• Instructions to follow: Copy each of the entries below without altering a single character.

Dataset entries
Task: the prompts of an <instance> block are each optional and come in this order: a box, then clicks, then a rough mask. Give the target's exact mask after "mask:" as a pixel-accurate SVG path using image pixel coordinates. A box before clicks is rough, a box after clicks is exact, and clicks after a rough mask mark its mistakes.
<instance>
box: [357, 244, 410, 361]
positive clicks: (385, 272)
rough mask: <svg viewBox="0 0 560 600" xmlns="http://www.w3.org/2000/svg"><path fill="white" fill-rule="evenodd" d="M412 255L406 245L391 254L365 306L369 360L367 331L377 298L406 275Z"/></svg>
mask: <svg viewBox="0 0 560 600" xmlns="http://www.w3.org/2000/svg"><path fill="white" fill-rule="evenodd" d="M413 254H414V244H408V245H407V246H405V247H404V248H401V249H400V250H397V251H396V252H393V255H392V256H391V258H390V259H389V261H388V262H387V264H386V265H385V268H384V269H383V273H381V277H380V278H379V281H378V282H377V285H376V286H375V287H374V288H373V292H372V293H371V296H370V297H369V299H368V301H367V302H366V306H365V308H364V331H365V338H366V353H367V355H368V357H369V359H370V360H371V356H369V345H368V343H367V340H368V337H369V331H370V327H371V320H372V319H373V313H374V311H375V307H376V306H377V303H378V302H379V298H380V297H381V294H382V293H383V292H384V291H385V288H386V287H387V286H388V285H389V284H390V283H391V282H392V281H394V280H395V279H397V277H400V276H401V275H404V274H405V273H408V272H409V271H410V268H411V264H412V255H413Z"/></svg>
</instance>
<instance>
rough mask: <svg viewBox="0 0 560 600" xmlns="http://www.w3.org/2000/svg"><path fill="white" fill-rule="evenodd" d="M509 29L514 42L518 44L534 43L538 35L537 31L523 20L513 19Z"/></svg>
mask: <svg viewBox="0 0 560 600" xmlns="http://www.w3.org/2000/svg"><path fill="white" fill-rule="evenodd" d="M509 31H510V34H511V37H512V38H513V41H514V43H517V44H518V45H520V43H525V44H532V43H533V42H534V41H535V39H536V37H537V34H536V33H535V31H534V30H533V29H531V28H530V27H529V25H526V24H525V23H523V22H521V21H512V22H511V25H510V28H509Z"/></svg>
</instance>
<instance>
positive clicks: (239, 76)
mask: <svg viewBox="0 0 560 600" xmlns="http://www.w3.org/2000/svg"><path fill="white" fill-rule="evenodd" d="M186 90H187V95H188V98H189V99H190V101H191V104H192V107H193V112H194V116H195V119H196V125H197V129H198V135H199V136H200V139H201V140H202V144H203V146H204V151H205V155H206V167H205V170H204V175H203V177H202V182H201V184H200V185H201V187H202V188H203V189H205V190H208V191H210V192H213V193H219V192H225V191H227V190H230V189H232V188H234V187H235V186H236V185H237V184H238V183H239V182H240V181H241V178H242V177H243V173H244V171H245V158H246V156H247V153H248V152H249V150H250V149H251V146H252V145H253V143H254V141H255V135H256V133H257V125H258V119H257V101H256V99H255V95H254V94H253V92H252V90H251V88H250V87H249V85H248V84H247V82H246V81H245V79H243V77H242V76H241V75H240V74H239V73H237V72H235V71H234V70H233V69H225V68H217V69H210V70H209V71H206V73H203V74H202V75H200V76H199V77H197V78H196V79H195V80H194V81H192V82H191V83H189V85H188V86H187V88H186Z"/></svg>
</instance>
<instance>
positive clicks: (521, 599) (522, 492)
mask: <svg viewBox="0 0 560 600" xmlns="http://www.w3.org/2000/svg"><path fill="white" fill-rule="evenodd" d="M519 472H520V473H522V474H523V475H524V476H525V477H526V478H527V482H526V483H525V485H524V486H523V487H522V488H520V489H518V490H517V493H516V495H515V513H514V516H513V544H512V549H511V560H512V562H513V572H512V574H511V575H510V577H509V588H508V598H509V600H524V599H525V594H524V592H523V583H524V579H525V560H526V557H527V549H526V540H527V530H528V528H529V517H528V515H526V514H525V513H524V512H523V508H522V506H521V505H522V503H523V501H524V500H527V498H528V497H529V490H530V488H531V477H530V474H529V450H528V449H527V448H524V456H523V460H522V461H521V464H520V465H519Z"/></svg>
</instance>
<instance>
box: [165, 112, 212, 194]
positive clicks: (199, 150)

• Solution for this task:
Task: the prompts of an <instance> block are each optional and come in this order: a box, then clicks, then a rough mask. Give the target's exact mask after "mask:" as a pixel-accurate SVG path using image pixel coordinates. A box before clicks is rough, a box after clicks is exact, and clicks after a rough mask mark its mistakes.
<instance>
box: [357, 244, 410, 361]
positive clicks: (385, 272)
rough mask: <svg viewBox="0 0 560 600" xmlns="http://www.w3.org/2000/svg"><path fill="white" fill-rule="evenodd" d="M412 255L406 245L391 254L365 306L369 360L367 331L377 298L406 275Z"/></svg>
mask: <svg viewBox="0 0 560 600" xmlns="http://www.w3.org/2000/svg"><path fill="white" fill-rule="evenodd" d="M413 254H414V244H408V245H407V246H405V247H404V248H401V249H400V250H397V251H396V252H393V255H392V256H391V258H390V259H389V261H388V262H387V264H386V265H385V268H384V269H383V273H381V277H380V278H379V281H378V282H377V285H376V286H375V287H374V288H373V292H372V293H371V296H370V297H369V299H368V301H367V302H366V306H365V308H364V331H365V338H366V353H367V355H368V357H369V359H370V360H371V356H369V345H368V343H367V340H368V337H369V331H370V327H371V320H372V319H373V313H374V311H375V307H376V306H377V303H378V302H379V298H380V297H381V294H382V293H383V292H384V291H385V288H386V287H387V286H388V285H389V284H390V283H391V282H392V281H394V280H395V279H397V277H400V276H401V275H404V274H405V273H408V272H409V271H410V268H411V264H412V255H413Z"/></svg>
</instance>
<instance>
rough mask: <svg viewBox="0 0 560 600" xmlns="http://www.w3.org/2000/svg"><path fill="white" fill-rule="evenodd" d="M509 29L514 42L518 44L534 43L538 35L537 31L523 20L513 19Z"/></svg>
mask: <svg viewBox="0 0 560 600" xmlns="http://www.w3.org/2000/svg"><path fill="white" fill-rule="evenodd" d="M509 31H510V34H511V37H512V38H513V41H514V43H517V44H518V45H520V43H525V44H532V43H533V42H534V41H535V39H536V37H537V34H536V33H535V31H534V30H533V29H531V28H530V27H529V25H526V24H525V23H523V22H521V21H512V22H511V25H510V28H509Z"/></svg>
</instance>
<instance>
positive clicks: (239, 76)
mask: <svg viewBox="0 0 560 600" xmlns="http://www.w3.org/2000/svg"><path fill="white" fill-rule="evenodd" d="M186 90H187V95H188V98H189V99H190V101H191V104H192V107H193V112H194V116H195V119H196V125H197V129H198V135H199V136H200V139H201V140H202V144H203V146H204V151H205V155H206V167H205V170H204V175H203V177H202V182H201V184H200V185H201V187H202V188H203V189H205V190H208V191H210V192H213V193H219V192H225V191H227V190H230V189H232V188H234V187H235V186H236V185H237V184H238V183H239V182H240V181H241V178H242V177H243V173H244V171H245V158H246V156H247V153H248V152H249V150H250V149H251V146H252V145H253V143H254V141H255V135H256V133H257V125H258V119H257V101H256V99H255V95H254V94H253V92H252V90H251V88H250V87H249V85H248V84H247V82H246V81H245V79H243V77H242V76H241V75H240V74H239V73H237V72H235V71H234V70H233V69H225V68H217V69H210V70H209V71H206V73H203V74H202V75H200V76H199V77H197V78H196V79H195V80H194V81H192V82H191V83H189V85H188V86H187V88H186Z"/></svg>
</instance>
<instance>
positive clicks: (521, 599) (522, 492)
mask: <svg viewBox="0 0 560 600" xmlns="http://www.w3.org/2000/svg"><path fill="white" fill-rule="evenodd" d="M519 472H520V473H522V474H523V475H524V476H525V477H526V478H527V482H526V483H525V485H524V486H523V487H522V488H520V489H518V490H517V493H516V495H515V513H514V516H513V544H512V549H511V560H512V562H513V572H512V574H511V575H510V577H509V588H508V598H509V600H524V599H525V594H524V592H523V583H524V579H525V560H526V557H527V549H526V540H527V530H528V528H529V517H528V515H526V514H525V513H524V512H523V508H522V506H521V505H522V503H523V501H524V500H527V498H528V497H529V490H530V488H531V477H530V474H529V450H528V449H527V448H524V456H523V460H522V461H521V464H520V465H519Z"/></svg>
</instance>
<instance>
box: [165, 112, 212, 194]
positive clicks: (199, 150)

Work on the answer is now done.